:: DATA FOR THE TASK ::

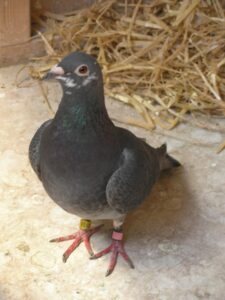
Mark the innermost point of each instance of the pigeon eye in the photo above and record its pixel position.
(82, 70)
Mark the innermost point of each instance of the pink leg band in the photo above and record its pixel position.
(117, 236)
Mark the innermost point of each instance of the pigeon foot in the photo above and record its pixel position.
(82, 235)
(116, 248)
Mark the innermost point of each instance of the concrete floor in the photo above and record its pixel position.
(176, 239)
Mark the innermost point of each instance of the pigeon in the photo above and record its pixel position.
(87, 165)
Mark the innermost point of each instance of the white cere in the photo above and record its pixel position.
(89, 79)
(69, 82)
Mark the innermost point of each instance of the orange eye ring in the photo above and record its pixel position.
(82, 70)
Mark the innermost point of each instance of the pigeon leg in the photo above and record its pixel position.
(116, 248)
(82, 235)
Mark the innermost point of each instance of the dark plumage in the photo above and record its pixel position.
(88, 166)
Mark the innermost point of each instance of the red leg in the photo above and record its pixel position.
(82, 235)
(117, 249)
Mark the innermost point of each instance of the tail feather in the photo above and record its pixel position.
(166, 161)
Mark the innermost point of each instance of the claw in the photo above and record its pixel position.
(117, 249)
(78, 237)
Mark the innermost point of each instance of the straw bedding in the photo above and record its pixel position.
(166, 58)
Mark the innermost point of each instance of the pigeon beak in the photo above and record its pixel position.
(53, 73)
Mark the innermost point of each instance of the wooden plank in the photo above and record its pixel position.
(14, 21)
(60, 6)
(20, 53)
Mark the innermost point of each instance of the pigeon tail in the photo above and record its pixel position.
(166, 161)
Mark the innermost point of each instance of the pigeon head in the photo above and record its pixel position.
(76, 71)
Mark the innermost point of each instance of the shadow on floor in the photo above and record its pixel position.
(169, 212)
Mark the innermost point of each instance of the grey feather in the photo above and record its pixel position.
(34, 148)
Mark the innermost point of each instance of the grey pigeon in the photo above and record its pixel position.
(89, 166)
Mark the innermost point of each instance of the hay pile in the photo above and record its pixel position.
(166, 58)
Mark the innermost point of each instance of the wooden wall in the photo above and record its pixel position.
(16, 43)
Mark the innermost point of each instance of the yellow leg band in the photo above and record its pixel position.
(85, 224)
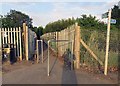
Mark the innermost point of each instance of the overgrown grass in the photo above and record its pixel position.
(96, 40)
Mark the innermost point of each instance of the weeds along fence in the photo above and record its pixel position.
(22, 39)
(95, 39)
(67, 42)
(66, 34)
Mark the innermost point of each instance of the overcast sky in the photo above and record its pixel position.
(45, 12)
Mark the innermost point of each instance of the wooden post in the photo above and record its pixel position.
(0, 42)
(48, 68)
(20, 43)
(107, 43)
(24, 39)
(14, 36)
(8, 35)
(11, 36)
(91, 52)
(27, 53)
(37, 51)
(17, 42)
(3, 36)
(77, 45)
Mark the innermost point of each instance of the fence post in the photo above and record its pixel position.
(20, 44)
(77, 45)
(25, 41)
(0, 42)
(107, 42)
(27, 50)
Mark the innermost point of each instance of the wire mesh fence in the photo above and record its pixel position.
(96, 40)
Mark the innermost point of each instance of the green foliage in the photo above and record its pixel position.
(15, 19)
(38, 31)
(116, 15)
(58, 25)
(96, 40)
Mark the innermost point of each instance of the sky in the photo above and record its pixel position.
(43, 12)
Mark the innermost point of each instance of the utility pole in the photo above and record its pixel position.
(107, 42)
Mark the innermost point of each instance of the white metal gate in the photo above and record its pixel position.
(12, 36)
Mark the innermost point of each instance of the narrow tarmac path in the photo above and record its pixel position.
(37, 74)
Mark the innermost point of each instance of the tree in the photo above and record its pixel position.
(15, 19)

:: EXERCISE DESCRIPTION ::
Copy out all the entries exactly. Images stay out of the copy.

:: THE RESPONSE ::
Mark the innermost point of each instance of the pigeon eye in the photo above and record its pixel position.
(82, 70)
Mark the innermost point of each instance of the pink leg band in the photo above and record its pixel position.
(117, 236)
Mark the innermost point of each instance of the pigeon foot in the photo above and record its pixel position.
(82, 235)
(116, 248)
Mark the innermost point of each instance of the concrete floor in the photo above and record its pixel position.
(176, 239)
Mark the innermost point of each instance of the pigeon in the photo above and record its pixel position.
(87, 165)
Mark the innermost point of each instance of the white cere in the photo above and record its pixel position.
(89, 79)
(69, 82)
Mark the innermost point of each instance of the orange eye ring in the photo above and record its pixel position.
(82, 70)
Mark the innermost point of each instance of the pigeon leg in the photo above and record its pixel position.
(116, 248)
(82, 235)
Mark the innermost point of each instance of the dark plumage in the photo above and record its pixel position.
(88, 166)
Mark the innermost point of each instance of the red leg in the photo above and record its pixel position.
(82, 235)
(117, 249)
Mark the innermost point of each instance of the tail feather in the photo above and record its pixel position.
(166, 161)
Mark the innermost point of each instance of the claw in the photo above and record its pixel position.
(117, 249)
(78, 237)
Mark the innermost point of each instance of the straw bedding in the photo above and record its pixel position.
(166, 58)
Mark the innermost point of each instance of the pigeon beak in the photo above and record its pixel position.
(53, 73)
Mark the innermost point of each instance of the wooden plank in the photo above and record its pixel position.
(14, 21)
(60, 6)
(20, 53)
Mark the innermost point of each instance of the pigeon tail in the photo above and record its pixel position.
(166, 161)
Mark the innermost point of each instance of the pigeon head in the photo above and record its pixel position.
(76, 71)
Mark the innermost point of each instance of the shadow on floor in the photo above and record its pixel position.
(169, 212)
Mark the innermost point of each instance of the grey feather in the photo above and record its pixel position.
(34, 148)
Mark the innermost point of each instance of the grey pigeon in the photo above and record its pixel position.
(89, 166)
Mark the innermost point of each instance of the hay pile in the photo above and record its pixel position.
(166, 58)
Mark the innermost point of each instance of the wooden wall in the photo above and record its pixel position.
(16, 43)
Mark the innermost point of each instance of the yellow leg band in the photo above and record its pixel position.
(85, 224)
Mark the innermost point of each instance of the overgrown grass in the photo above and record its pixel position.
(96, 40)
Mark the innermost point of each instance of the weeds along fence in the photo above and record its pixel position.
(22, 39)
(95, 39)
(67, 42)
(66, 34)
Mark the innermost point of each instance of the overcast sky in the photo above and record its pixel position.
(45, 12)
Mark the innermost point of each instance of the wooden post in the photo above and record its pixel position.
(0, 42)
(48, 68)
(20, 43)
(107, 43)
(24, 39)
(14, 36)
(8, 35)
(11, 36)
(91, 52)
(27, 53)
(37, 51)
(17, 42)
(3, 36)
(77, 45)
Mark the innermost point of each instance of the fence post in the photo above and record its pixel position.
(20, 44)
(77, 45)
(25, 41)
(0, 42)
(107, 42)
(27, 50)
Mark the innermost point of each instance of the wire mesh fence in the photo above and record its pixel position.
(96, 40)
Mark the innermost point of each instance of the green foliage in the photo above and record its pixel position.
(15, 19)
(38, 31)
(116, 15)
(58, 25)
(96, 40)
Mark the innermost point of each instance of the sky in the photo above and record its pixel position.
(43, 12)
Mark the innermost point of each instance of the utility pole in the photo above and record its pixel position.
(107, 42)
Mark the innermost point of each instance of the white metal gate in the photo above and record its pixel position.
(12, 36)
Mark the innermost point of each instance of the narrow tarmac path in the photo above and record its pixel position.
(37, 74)
Mark the innermost point of each instance of the tree in the photo above and record its pixel position.
(15, 19)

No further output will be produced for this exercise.